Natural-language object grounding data
_____

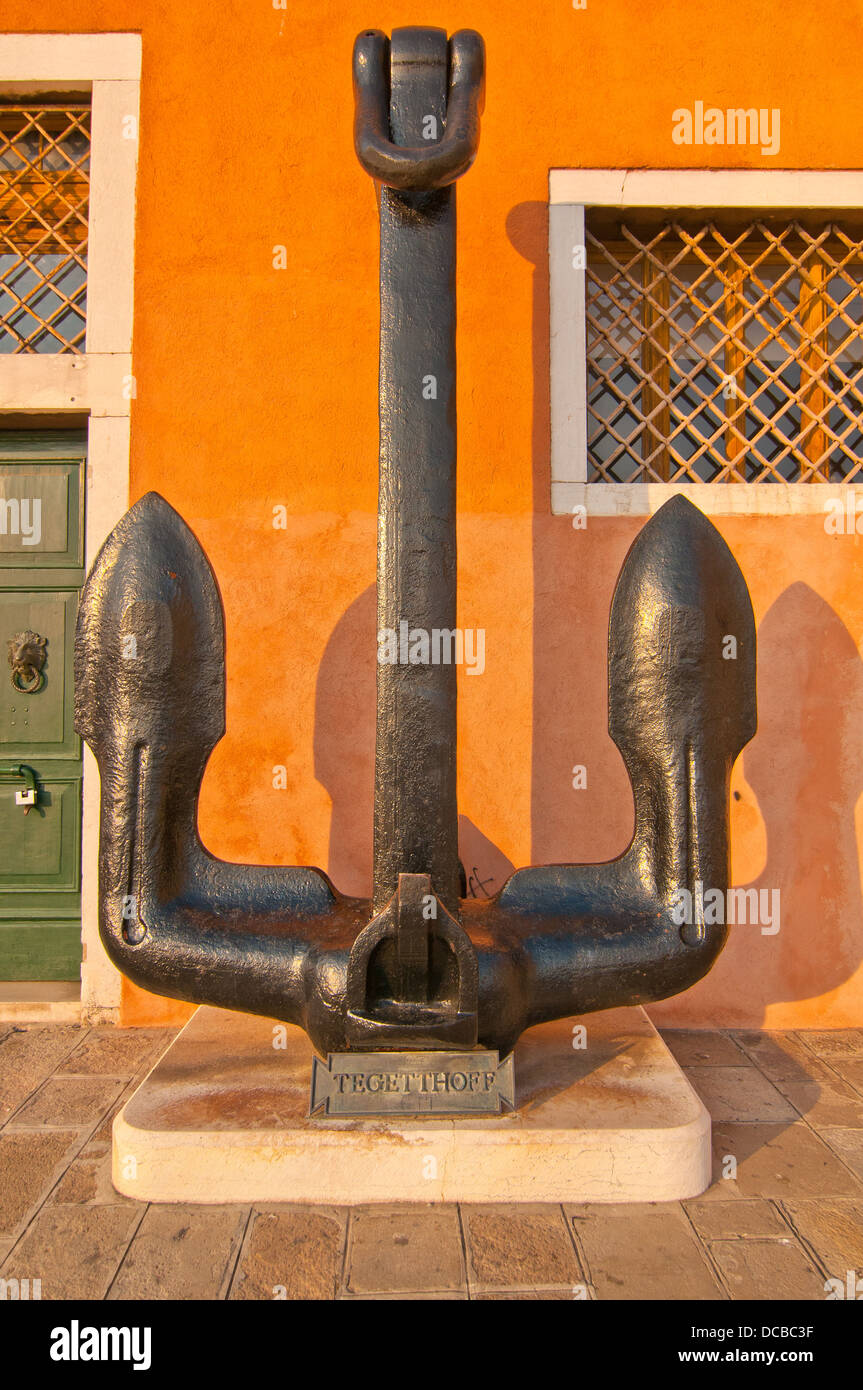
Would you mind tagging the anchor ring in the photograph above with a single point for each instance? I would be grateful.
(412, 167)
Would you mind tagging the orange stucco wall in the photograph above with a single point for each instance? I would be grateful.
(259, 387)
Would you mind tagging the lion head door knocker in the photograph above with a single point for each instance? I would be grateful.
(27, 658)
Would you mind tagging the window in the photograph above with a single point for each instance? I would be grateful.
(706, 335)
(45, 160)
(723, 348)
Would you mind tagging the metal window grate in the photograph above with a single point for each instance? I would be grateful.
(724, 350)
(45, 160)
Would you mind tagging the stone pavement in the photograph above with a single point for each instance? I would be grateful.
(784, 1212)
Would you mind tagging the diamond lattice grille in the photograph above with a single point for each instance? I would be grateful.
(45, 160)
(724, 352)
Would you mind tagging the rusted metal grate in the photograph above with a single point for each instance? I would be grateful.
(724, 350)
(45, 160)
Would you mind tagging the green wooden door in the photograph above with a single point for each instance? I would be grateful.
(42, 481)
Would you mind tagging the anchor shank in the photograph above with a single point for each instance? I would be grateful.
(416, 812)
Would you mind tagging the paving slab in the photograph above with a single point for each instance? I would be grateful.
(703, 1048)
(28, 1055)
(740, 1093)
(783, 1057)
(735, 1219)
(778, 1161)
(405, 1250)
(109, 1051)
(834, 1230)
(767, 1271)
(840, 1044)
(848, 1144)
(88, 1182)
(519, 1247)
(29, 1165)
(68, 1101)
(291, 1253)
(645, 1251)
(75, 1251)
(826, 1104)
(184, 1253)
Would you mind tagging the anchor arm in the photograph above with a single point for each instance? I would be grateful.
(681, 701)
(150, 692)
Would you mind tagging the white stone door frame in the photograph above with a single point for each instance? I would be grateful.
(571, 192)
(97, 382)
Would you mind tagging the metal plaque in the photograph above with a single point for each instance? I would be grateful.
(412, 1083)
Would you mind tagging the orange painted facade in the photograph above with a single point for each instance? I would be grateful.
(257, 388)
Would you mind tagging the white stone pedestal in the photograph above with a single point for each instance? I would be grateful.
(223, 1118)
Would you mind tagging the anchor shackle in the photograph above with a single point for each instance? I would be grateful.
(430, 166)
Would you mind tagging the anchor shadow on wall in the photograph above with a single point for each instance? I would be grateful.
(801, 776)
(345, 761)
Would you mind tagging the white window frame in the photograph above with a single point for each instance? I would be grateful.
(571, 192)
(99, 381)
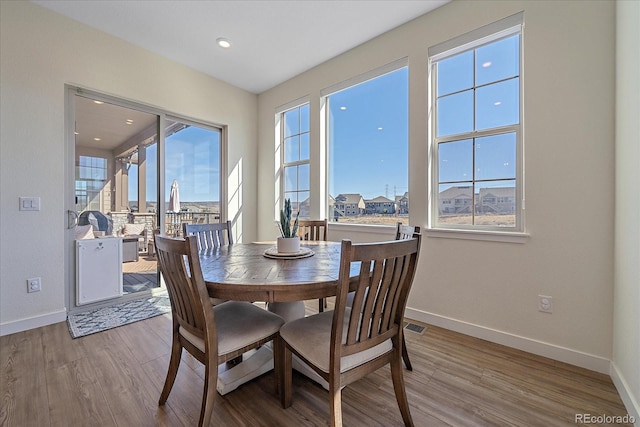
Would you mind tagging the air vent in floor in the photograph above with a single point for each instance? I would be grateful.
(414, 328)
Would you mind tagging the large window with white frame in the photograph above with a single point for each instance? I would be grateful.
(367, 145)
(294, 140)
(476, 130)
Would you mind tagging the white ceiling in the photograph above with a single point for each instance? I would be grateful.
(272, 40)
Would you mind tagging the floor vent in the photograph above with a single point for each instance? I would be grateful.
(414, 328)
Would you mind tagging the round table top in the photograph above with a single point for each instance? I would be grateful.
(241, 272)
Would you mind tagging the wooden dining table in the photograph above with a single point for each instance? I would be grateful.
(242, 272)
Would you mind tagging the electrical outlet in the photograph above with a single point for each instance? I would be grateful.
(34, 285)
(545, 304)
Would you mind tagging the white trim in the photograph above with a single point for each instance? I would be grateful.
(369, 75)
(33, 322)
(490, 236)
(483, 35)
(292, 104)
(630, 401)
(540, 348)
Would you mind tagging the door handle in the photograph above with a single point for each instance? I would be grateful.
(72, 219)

_____

ASSIGNMENT:
With the pictures omitted, reproduce the records in full and exactly.

ANSWER TO THIS PROBLEM:
Would you mind tagging the anchor ring in the photograph above with a single point for each instance? I would be grateful.
(412, 167)
Would you mind tagging the orange stucco wall in the photograph above with a single point for each instance? I would be grateful.
(259, 387)
Would you mind tagging the lion head door knocker in the photograph above with a single point for each instance? I would be grateful.
(27, 658)
Would you mind tagging the window in the photograph above with a single point for each instance? I would be grateful.
(706, 335)
(45, 160)
(723, 348)
Would you mind tagging the metal window grate in the photograph above with a single point for each instance? I would be grateful.
(724, 350)
(45, 160)
Would you mind tagging the stone pavement in the photograph above with a single point for each instance? I would be grateful.
(784, 1212)
Would you mind tagging the diamond lattice grille in the photograph above with a single point for each instance? I would be grateful.
(45, 160)
(724, 352)
Would you mind tagging the rusted metal grate in the photograph above with a single point for each instance? I would be grateful.
(724, 350)
(45, 160)
Would you mind tagging the green wooden door in the photograph above with a single point for each instance? I would be grateful.
(42, 481)
Would you mind tagging the anchor shank in the photograph above with a single point for each instance? I would be grateful.
(416, 812)
Would you mind tagging the paving slab in the photograph above with a single point for each instance? I would be grateful.
(703, 1048)
(28, 1055)
(740, 1093)
(783, 1057)
(735, 1219)
(778, 1161)
(405, 1250)
(109, 1051)
(834, 1230)
(767, 1271)
(840, 1044)
(848, 1144)
(88, 1182)
(519, 1247)
(29, 1165)
(68, 1101)
(291, 1253)
(645, 1251)
(75, 1251)
(826, 1104)
(184, 1253)
Would you mind tagging the anchor arm in the photograph above with a single point for each instance? I would be grateful.
(681, 701)
(150, 692)
Would you mind tagging the white stone door frame in the photograph above with a single point for each instance? I would be grateful.
(571, 192)
(97, 382)
Would you mind tagging the metal plaque in the photograph above with a single point for each instance? I would be grateful.
(412, 1083)
Would you mind tagging the orange painted facade in the photograph above with a single point for each instance? I would be grateful.
(257, 388)
Would you mind tagging the white stone pedestal in the photograph above with a single point for each instance? I would be grateful.
(223, 1118)
Would you mind tagging the anchor shackle in the photograph above with a single point for each instance? I would be grateful.
(430, 166)
Would you mind tagging the anchor shadow on wall in the photograph above with a single point for each instance? I would be grateful.
(801, 776)
(345, 761)
Would you mind tagging the white window frame in the photograph above with a single point for each instance? I would be grateful.
(571, 192)
(99, 381)
Would you mind tagging the air vent in floor in the photograph above with a single point for each instance? I would be grateful.
(414, 328)
Would you mind tagging the large window with white frame in the photograph above with a single point for each instance? I would be grateful.
(367, 145)
(294, 140)
(476, 130)
Would you mind tagging the white ceiling in the photograph above with a single point for each instance? I would be grateful.
(272, 40)
Would you mind tagging the floor vent in the photograph above with a single point for each instance? I would be grateful.
(414, 328)
Would you mind tagging the round table top in the photograph above with a single point for each instance? I would be grateful.
(241, 272)
Would you mind tagging the wooden dining table in the photograph above with a single point for each instance? I would be grateful.
(242, 272)
Would you mind tagging the electrical outlet in the photograph above with a single point for each instance? I would be grateful.
(34, 285)
(545, 304)
Would you mind tagging the white trim in the photograph above with a single point for each instance? I would be grateful.
(369, 75)
(33, 322)
(490, 236)
(483, 35)
(292, 104)
(630, 401)
(540, 348)
Would you mind tagging the door handle in the photograph above with a single point for each instance? I would be grateful.
(72, 219)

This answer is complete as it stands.